### TO DO
In the opinion analysis below, on what date did CAAF decide United States v. Hoffmann?

**** TEXT SECTION ****

Opinion Analysis: An intuitive relationship does not establish probable cause in United States v. Hoffmann, No. 15-0361/MC
CAAF decided the Marine Corps case of United States v. Hoffmann, 75 M.J. 120, No.15-0361/MC (CAAFlog case page) (link to slip op.), on February 18, 2016. The court finds that appellant validly withdrew his consent to seizure of his property prior to the Government meaningfully interfering with it. Further, the court rejects an intuitive link between child enticement and possession of child pornography as sufficient to establish probable cause for a search. The court reverses the appellant’s convictions and the published decision of the Navy-Marine Corps CCA.
Judge Stucky writes for a unanimous court.
CAAF granted review of two issues:
I. The search and seizure of the personal items of an individual where the search was initially granted by written consent, but later revoked before the seizure of items, violated the Fourth Amendment of the Constitution.

**** ENTRIES PROVIDED ****

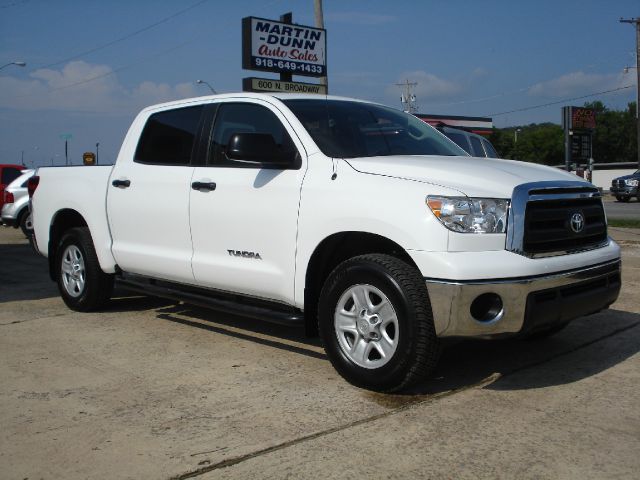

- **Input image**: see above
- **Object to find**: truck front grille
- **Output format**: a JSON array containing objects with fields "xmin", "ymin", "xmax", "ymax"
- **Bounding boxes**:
[
  {"xmin": 524, "ymin": 198, "xmax": 607, "ymax": 254},
  {"xmin": 507, "ymin": 182, "xmax": 608, "ymax": 257}
]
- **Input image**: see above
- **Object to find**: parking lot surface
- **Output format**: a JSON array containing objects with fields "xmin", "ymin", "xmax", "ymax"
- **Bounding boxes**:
[
  {"xmin": 604, "ymin": 195, "xmax": 640, "ymax": 220},
  {"xmin": 0, "ymin": 228, "xmax": 640, "ymax": 479}
]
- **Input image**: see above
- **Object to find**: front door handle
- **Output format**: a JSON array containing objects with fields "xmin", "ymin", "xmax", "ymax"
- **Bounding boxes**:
[
  {"xmin": 111, "ymin": 180, "xmax": 131, "ymax": 188},
  {"xmin": 191, "ymin": 182, "xmax": 216, "ymax": 192}
]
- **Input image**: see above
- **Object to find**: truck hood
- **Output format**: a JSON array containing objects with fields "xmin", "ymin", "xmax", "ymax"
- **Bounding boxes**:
[{"xmin": 346, "ymin": 156, "xmax": 588, "ymax": 198}]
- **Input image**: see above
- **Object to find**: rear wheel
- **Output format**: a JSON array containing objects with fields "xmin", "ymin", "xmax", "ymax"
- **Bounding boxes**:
[
  {"xmin": 56, "ymin": 227, "xmax": 113, "ymax": 312},
  {"xmin": 20, "ymin": 210, "xmax": 33, "ymax": 238},
  {"xmin": 319, "ymin": 254, "xmax": 440, "ymax": 392}
]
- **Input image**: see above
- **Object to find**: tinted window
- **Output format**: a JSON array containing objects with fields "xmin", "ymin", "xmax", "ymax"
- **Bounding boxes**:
[
  {"xmin": 2, "ymin": 167, "xmax": 20, "ymax": 185},
  {"xmin": 470, "ymin": 137, "xmax": 485, "ymax": 157},
  {"xmin": 442, "ymin": 132, "xmax": 471, "ymax": 153},
  {"xmin": 135, "ymin": 106, "xmax": 203, "ymax": 165},
  {"xmin": 209, "ymin": 103, "xmax": 297, "ymax": 168},
  {"xmin": 482, "ymin": 138, "xmax": 498, "ymax": 158},
  {"xmin": 284, "ymin": 100, "xmax": 466, "ymax": 158}
]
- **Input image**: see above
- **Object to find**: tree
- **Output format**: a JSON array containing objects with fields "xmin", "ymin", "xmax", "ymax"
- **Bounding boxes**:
[{"xmin": 489, "ymin": 100, "xmax": 638, "ymax": 165}]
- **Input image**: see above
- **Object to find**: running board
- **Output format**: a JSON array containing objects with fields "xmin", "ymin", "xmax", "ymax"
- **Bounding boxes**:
[{"xmin": 116, "ymin": 275, "xmax": 304, "ymax": 326}]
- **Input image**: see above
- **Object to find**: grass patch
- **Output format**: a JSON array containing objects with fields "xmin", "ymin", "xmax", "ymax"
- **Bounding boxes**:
[{"xmin": 607, "ymin": 218, "xmax": 640, "ymax": 228}]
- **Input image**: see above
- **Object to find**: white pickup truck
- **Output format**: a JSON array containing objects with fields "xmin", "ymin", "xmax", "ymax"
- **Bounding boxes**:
[{"xmin": 30, "ymin": 93, "xmax": 621, "ymax": 391}]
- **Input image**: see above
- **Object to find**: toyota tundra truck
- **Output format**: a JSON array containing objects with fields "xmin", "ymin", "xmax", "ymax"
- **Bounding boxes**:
[{"xmin": 30, "ymin": 93, "xmax": 621, "ymax": 392}]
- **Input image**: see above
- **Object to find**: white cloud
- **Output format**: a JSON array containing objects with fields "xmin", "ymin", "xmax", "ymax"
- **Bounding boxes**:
[
  {"xmin": 528, "ymin": 72, "xmax": 635, "ymax": 98},
  {"xmin": 0, "ymin": 61, "xmax": 197, "ymax": 113},
  {"xmin": 386, "ymin": 70, "xmax": 464, "ymax": 103},
  {"xmin": 324, "ymin": 12, "xmax": 397, "ymax": 25}
]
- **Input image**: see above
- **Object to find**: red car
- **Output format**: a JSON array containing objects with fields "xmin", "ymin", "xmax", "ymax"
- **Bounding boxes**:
[{"xmin": 0, "ymin": 163, "xmax": 27, "ymax": 210}]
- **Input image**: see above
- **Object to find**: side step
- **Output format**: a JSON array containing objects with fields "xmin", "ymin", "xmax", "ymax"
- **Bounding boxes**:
[{"xmin": 116, "ymin": 275, "xmax": 304, "ymax": 326}]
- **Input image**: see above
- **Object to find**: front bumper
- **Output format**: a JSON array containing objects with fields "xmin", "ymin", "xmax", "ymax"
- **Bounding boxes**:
[
  {"xmin": 425, "ymin": 259, "xmax": 621, "ymax": 337},
  {"xmin": 609, "ymin": 185, "xmax": 638, "ymax": 197}
]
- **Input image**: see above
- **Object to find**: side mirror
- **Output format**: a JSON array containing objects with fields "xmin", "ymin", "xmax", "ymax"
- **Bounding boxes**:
[{"xmin": 226, "ymin": 133, "xmax": 293, "ymax": 168}]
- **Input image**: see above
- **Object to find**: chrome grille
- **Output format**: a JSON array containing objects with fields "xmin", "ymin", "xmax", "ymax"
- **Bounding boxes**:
[{"xmin": 507, "ymin": 182, "xmax": 608, "ymax": 257}]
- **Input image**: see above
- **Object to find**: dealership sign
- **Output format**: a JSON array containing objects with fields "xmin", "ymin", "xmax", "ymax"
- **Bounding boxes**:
[
  {"xmin": 242, "ymin": 77, "xmax": 327, "ymax": 95},
  {"xmin": 242, "ymin": 17, "xmax": 327, "ymax": 77}
]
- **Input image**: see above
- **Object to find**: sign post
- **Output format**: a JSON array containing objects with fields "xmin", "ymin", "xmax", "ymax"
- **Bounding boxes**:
[{"xmin": 562, "ymin": 107, "xmax": 596, "ymax": 171}]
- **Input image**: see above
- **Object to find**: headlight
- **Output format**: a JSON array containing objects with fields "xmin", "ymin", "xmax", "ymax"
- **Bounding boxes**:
[{"xmin": 427, "ymin": 195, "xmax": 509, "ymax": 233}]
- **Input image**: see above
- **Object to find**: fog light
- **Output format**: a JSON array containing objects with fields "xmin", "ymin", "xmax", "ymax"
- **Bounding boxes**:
[{"xmin": 469, "ymin": 293, "xmax": 504, "ymax": 323}]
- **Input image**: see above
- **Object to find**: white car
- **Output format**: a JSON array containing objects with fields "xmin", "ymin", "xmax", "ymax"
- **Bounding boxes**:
[
  {"xmin": 1, "ymin": 170, "xmax": 35, "ymax": 237},
  {"xmin": 32, "ymin": 93, "xmax": 621, "ymax": 391}
]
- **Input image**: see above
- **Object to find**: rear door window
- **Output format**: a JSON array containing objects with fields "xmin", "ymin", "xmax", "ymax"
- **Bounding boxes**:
[{"xmin": 0, "ymin": 167, "xmax": 20, "ymax": 185}]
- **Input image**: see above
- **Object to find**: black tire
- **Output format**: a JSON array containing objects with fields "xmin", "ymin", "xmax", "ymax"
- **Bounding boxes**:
[
  {"xmin": 55, "ymin": 227, "xmax": 113, "ymax": 312},
  {"xmin": 19, "ymin": 208, "xmax": 33, "ymax": 238},
  {"xmin": 318, "ymin": 254, "xmax": 440, "ymax": 392}
]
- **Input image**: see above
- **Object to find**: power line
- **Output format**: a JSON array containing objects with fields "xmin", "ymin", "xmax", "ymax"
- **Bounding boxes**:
[
  {"xmin": 8, "ymin": 0, "xmax": 282, "ymax": 98},
  {"xmin": 32, "ymin": 0, "xmax": 209, "ymax": 71},
  {"xmin": 487, "ymin": 85, "xmax": 635, "ymax": 117}
]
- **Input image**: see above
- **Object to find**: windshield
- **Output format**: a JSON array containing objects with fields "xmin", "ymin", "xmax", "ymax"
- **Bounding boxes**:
[{"xmin": 284, "ymin": 100, "xmax": 468, "ymax": 158}]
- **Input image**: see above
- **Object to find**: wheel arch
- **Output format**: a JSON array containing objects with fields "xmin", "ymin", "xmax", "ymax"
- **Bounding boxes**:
[
  {"xmin": 304, "ymin": 231, "xmax": 418, "ymax": 336},
  {"xmin": 47, "ymin": 208, "xmax": 88, "ymax": 282}
]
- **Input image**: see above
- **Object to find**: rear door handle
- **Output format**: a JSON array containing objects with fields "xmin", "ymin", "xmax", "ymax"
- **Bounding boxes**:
[
  {"xmin": 191, "ymin": 182, "xmax": 216, "ymax": 192},
  {"xmin": 111, "ymin": 180, "xmax": 131, "ymax": 188}
]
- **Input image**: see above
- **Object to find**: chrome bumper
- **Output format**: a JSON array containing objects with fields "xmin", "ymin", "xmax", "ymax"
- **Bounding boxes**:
[{"xmin": 425, "ymin": 259, "xmax": 621, "ymax": 337}]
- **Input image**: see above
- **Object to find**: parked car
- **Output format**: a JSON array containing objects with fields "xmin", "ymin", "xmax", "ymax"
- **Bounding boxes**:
[
  {"xmin": 437, "ymin": 126, "xmax": 498, "ymax": 158},
  {"xmin": 0, "ymin": 170, "xmax": 35, "ymax": 237},
  {"xmin": 609, "ymin": 170, "xmax": 640, "ymax": 202},
  {"xmin": 0, "ymin": 163, "xmax": 25, "ymax": 209},
  {"xmin": 28, "ymin": 92, "xmax": 621, "ymax": 391}
]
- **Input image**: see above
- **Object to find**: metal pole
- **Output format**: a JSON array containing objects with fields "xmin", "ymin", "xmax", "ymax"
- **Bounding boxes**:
[
  {"xmin": 562, "ymin": 107, "xmax": 573, "ymax": 172},
  {"xmin": 620, "ymin": 18, "xmax": 640, "ymax": 169},
  {"xmin": 635, "ymin": 18, "xmax": 640, "ymax": 169},
  {"xmin": 313, "ymin": 0, "xmax": 329, "ymax": 91}
]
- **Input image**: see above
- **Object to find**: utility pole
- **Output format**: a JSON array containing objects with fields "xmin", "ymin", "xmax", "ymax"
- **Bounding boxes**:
[
  {"xmin": 396, "ymin": 79, "xmax": 418, "ymax": 113},
  {"xmin": 313, "ymin": 0, "xmax": 329, "ymax": 92},
  {"xmin": 620, "ymin": 17, "xmax": 640, "ymax": 169}
]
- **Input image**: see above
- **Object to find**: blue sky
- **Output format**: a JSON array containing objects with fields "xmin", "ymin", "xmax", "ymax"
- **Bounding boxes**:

****

### RESPONSE TO THE TASK
February 18, 2016